§ Dataset excerpts
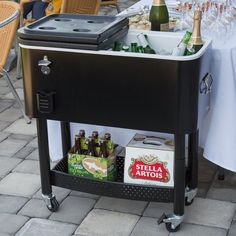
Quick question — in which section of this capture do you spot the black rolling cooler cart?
[19,15,209,231]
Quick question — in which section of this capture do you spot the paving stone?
[207,188,236,203]
[0,107,22,122]
[0,121,11,131]
[27,137,38,148]
[94,197,148,215]
[0,195,28,214]
[198,162,217,183]
[2,88,24,100]
[143,202,173,218]
[0,100,13,112]
[26,149,39,161]
[5,119,37,135]
[184,198,236,229]
[0,138,27,156]
[197,182,211,198]
[227,221,236,236]
[0,132,9,142]
[13,79,23,88]
[212,170,236,189]
[16,218,76,236]
[9,134,34,142]
[33,186,71,202]
[170,223,227,236]
[131,217,169,236]
[0,157,21,178]
[75,209,139,236]
[18,199,52,218]
[50,196,95,224]
[70,191,100,200]
[13,160,40,175]
[13,146,35,159]
[0,213,29,234]
[0,173,40,197]
[0,87,11,98]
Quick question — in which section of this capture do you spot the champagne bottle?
[171,31,192,56]
[92,131,100,157]
[149,0,169,31]
[185,10,203,56]
[87,137,96,157]
[74,135,81,154]
[137,33,156,54]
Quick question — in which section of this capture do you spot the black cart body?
[19,15,211,231]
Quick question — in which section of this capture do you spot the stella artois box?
[124,134,174,187]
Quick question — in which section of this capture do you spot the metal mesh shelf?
[50,157,174,202]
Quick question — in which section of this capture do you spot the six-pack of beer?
[68,130,117,181]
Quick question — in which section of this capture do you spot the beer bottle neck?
[152,0,166,6]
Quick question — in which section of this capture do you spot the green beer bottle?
[149,0,169,31]
[78,129,88,154]
[171,31,192,56]
[185,10,203,56]
[104,133,114,156]
[137,33,156,54]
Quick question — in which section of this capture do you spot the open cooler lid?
[18,14,128,44]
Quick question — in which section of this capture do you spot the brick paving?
[0,0,236,236]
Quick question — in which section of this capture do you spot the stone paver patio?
[0,0,236,236]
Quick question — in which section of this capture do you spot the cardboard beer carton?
[124,134,174,187]
[68,148,120,181]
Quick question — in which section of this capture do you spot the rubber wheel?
[185,198,194,206]
[166,223,180,233]
[47,197,59,212]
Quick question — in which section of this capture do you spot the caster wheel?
[166,223,180,233]
[185,198,194,206]
[47,197,59,212]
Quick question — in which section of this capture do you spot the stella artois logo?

§ What is expected
Please tally the lines in the items above that contain the string "artois" and reply with only that number.

§ Exercise result
2